- _What you need to do_:
- 1) From the article on the University of Miami student's loan, extract the passage starting at "She took her" and ending at "forbearance in 2012.".
- 2) Name every organization mentioned in the University of Miami student loan article.

- _Text block_:
University of Miami Student Says $55,000 Were Mysteriously Added to Her Student Loan

United States North America Higher Education News by Erudera News Oct 13, 2023

University of Miami

Ana Jones*, a 50-year-old student attending the University of Miami and carrying student loan debt, decided to return to school to complete the degree she had previously left unfinished. But, she now finds herself in a stressful situation, facing challenges with her university and loan provider.

She took her first student loan in 2004, then another one of $20,000 in 2006 with Navient, which was one of the largest federal student loan servicers, and received a forbearance in 2012.

In 2017, she decided to return to school but had to make payments for about nine months because her loan was defaulted. A year later, when she was finally able to enroll at Miami Dade College, her loan had ballooned to $80,000.

Jones told Erudera News that amid the COVID-19 pandemic, Navient did not pause the accrual of interest at the time, and by June 2023, her student loan reached $95,000.

Her loan is now serviced by Mohela, a servicer to Federal Student Aid, and she claims the company recently added an extra $55,000 to her previous balance, bringing the total balance to $155,000. She states the loan was issued without her permission, and the servicer has not delivered the funds to her.

She desperately insists the amount of $55,000 should have at least been applied to her classes. That did not happen, and now she says she is at the maximum limit for federally subsidized and unsubsidized loans.

While trying to speak to responsible people at both the University of Miami, where she enrolled in late August, and her servicer to learn why the $55,000 was not applied to her school expenses, such as tuition, given that she will have to pay it back, she says that a woman staff member from the university, told her $5,000 from Mohela was added twice.

Jones learned that only $2,500 was added for fall 2023 and $2,500 for fall 2024 and that she has reached the limit for federal student loans.

- _Source material_:

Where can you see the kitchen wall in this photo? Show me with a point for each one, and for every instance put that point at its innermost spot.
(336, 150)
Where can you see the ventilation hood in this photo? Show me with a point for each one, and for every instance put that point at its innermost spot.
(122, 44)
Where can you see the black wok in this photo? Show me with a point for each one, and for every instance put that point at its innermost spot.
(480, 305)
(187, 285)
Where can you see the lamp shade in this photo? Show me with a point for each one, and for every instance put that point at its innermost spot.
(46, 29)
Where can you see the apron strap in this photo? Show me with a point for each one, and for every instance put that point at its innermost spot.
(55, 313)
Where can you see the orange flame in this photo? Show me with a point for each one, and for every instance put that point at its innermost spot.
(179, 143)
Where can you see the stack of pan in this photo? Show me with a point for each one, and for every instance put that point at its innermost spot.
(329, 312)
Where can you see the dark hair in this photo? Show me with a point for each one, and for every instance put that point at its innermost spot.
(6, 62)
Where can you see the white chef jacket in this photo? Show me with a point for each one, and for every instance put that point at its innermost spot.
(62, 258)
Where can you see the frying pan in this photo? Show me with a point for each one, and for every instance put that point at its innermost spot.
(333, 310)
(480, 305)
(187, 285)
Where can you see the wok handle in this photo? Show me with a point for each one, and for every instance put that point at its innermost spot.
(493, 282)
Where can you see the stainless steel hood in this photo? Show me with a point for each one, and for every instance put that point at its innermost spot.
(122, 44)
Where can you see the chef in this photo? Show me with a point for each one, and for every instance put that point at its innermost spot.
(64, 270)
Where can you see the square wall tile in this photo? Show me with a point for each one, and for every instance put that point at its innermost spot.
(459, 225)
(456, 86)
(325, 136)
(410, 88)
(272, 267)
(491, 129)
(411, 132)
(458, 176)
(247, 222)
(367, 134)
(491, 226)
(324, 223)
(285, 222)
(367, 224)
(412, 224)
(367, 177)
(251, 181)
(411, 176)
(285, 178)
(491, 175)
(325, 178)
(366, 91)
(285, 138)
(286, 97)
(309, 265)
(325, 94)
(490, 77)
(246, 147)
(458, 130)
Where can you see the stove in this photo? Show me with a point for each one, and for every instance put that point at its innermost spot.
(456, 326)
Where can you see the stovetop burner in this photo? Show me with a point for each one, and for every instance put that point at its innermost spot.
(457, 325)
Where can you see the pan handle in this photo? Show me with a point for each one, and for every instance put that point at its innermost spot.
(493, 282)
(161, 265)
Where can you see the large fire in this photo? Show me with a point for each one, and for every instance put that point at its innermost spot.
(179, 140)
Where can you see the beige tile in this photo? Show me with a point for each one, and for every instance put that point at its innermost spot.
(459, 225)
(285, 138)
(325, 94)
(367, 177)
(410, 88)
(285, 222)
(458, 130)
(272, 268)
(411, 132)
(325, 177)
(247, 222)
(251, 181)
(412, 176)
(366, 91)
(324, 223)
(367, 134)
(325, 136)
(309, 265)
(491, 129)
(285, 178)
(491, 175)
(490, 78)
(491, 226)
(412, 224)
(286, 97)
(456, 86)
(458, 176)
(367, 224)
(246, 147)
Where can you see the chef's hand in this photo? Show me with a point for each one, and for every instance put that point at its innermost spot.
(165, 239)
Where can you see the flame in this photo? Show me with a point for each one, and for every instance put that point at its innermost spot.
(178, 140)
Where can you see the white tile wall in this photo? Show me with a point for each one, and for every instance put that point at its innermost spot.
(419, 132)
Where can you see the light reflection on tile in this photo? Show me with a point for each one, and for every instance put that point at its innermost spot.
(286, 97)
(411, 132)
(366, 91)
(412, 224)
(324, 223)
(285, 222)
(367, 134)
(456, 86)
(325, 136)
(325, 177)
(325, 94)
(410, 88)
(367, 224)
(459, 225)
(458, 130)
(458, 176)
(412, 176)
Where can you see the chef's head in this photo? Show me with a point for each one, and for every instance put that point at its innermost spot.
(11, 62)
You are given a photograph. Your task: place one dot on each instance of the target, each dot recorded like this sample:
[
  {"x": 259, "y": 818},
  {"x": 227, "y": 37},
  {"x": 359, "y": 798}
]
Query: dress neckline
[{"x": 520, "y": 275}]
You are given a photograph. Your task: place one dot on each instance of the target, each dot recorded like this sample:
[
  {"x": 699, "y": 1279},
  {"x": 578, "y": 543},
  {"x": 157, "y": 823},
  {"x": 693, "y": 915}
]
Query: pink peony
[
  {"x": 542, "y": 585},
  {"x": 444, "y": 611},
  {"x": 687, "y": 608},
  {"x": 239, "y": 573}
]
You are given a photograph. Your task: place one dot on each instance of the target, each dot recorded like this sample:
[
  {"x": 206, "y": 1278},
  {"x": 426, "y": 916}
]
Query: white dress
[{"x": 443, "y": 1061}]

- _Answers for each item_:
- 1)
She took her first student loan in 2004, then another one of $20,000 in 2006 with Navient, which was one of the largest federal student loan servicers, and received a forbearance in 2012.

- 2)
- University of Miami
- Erudera News
- Navient
- Miami Dade College
- Mohela
- Federal Student Aid